:: Requirements ::
Locate each line in the entries below that contains the word "patch", and copy those lines.

Dataset excerpts on object pointing:
▼

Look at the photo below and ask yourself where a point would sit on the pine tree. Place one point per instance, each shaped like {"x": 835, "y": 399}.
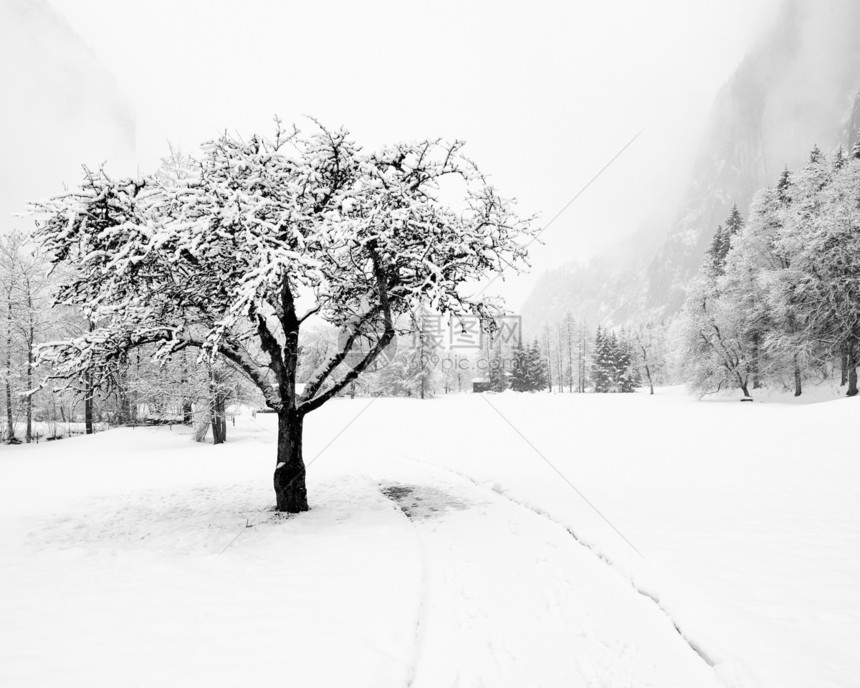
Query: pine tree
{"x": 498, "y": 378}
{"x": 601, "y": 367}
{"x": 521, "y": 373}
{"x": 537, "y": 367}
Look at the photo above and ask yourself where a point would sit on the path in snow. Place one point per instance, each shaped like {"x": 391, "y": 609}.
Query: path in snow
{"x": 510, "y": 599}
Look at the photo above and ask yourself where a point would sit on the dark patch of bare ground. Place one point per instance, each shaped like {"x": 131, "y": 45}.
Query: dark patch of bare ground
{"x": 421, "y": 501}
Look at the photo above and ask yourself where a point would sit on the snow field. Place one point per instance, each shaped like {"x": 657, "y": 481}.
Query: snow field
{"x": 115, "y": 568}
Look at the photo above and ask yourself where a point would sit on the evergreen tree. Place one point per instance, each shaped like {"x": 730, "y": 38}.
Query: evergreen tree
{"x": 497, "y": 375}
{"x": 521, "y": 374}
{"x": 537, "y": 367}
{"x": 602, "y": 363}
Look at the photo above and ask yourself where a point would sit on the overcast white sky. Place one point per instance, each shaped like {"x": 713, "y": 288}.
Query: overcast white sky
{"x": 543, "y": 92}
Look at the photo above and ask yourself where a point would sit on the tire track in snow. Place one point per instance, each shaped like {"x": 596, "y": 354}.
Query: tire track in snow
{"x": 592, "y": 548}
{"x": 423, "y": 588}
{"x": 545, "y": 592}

▲
▼

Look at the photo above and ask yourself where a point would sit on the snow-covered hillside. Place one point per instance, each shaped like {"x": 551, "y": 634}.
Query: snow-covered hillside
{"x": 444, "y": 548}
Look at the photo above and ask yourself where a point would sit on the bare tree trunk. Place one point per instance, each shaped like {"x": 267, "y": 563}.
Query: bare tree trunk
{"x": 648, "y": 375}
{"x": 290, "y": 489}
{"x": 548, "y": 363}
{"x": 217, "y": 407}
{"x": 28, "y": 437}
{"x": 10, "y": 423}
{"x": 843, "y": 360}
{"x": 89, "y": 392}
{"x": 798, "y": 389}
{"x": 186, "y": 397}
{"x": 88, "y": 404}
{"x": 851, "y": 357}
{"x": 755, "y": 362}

▲

:: Written response ::
Look at the photo above and ask yourself where a point would sit on the dark patch of bare ground. Place one point per instance, each shaped like {"x": 131, "y": 45}.
Query: dark patch of bare ground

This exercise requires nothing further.